* [What to produce]
Put the lines below into a Markdown table with the columns Row and Content, numbering each row. Start with the line that contains "the knocker's nose?", continue through the line that contains "[92, 262, 134, 299]", and leave out any blank lines.

* [Task inputs]
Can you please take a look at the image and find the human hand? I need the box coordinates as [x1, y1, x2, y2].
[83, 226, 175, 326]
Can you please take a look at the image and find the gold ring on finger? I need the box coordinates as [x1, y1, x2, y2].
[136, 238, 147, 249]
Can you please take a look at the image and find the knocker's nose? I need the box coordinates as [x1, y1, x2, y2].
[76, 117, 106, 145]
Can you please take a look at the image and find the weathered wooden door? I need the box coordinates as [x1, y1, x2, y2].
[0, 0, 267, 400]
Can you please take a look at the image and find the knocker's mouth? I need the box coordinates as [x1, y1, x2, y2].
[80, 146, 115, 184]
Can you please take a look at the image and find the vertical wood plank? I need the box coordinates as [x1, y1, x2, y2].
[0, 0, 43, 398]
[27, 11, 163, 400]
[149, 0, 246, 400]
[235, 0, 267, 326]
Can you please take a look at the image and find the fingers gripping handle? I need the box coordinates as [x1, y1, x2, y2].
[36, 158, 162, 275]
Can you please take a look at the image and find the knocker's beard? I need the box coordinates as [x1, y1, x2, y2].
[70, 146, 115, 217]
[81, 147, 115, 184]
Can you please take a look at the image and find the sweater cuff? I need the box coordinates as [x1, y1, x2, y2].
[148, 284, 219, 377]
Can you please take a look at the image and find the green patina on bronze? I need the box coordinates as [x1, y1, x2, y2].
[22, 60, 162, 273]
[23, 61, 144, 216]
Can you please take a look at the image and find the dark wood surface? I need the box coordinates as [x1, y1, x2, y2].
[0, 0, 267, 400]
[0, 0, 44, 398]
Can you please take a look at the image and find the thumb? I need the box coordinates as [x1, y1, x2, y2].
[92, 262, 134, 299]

==

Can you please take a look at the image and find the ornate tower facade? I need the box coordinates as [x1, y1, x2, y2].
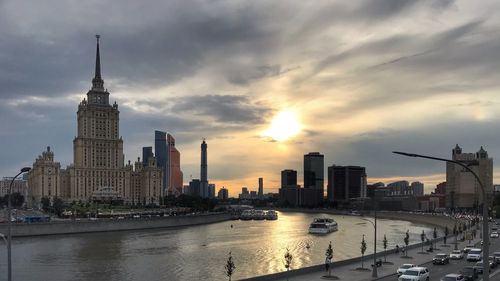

* [Full output]
| Row | Content |
|---|---|
| 1 | Can you please take a look at the image and find the knocker's nose? I need the box coordinates as [x1, y1, x2, y2]. |
| 2 | [76, 117, 106, 145] |
| 3 | Can you please take a look at the image and find the weathered wooden door? I need the box coordinates as [x1, y1, x2, y2]. |
| 4 | [0, 0, 267, 400] |
| 5 | Can you please take a look at the image and find the knocker's mouth? I need the box coordinates as [x1, y1, x2, y2]. |
| 6 | [80, 146, 115, 184] |
| 7 | Can you please take a look at the image and find the vertical wood plank? I need the box coordinates as [x1, y1, x2, y2]. |
| 8 | [0, 0, 43, 398] |
| 9 | [27, 11, 163, 400] |
| 10 | [149, 0, 246, 400] |
| 11 | [235, 0, 267, 326] |
| 12 | Can you please take a look at the image and find the fingers gripping handle? I need the box coordinates as [x1, y1, x2, y2]. |
| 13 | [36, 158, 162, 275] |
| 14 | Can you please take a look at the image and find the knocker's beard? I need the box coordinates as [x1, y1, x2, y2]. |
| 15 | [70, 146, 115, 217] |
| 16 | [81, 147, 115, 184] |
| 17 | Can you please take a look at the image and find the sweater cuff? I need the box coordinates as [x1, y1, x2, y2]. |
| 18 | [148, 284, 219, 377] |
| 19 | Can you please take a look at the image and find the green patina on bronze? I need the box coordinates as [x1, y1, x2, y2]. |
| 20 | [22, 60, 162, 273] |
| 21 | [23, 61, 144, 216] |
| 22 | Can you please take a look at the image and find the dark wood surface? I need the box coordinates as [x1, y1, x2, y2]. |
| 23 | [0, 0, 267, 400] |
| 24 | [0, 0, 44, 398] |
| 25 | Can you please take a look at the image and find the thumb? I need the box coordinates as [x1, y1, x2, y2]. |
| 26 | [92, 262, 134, 299] |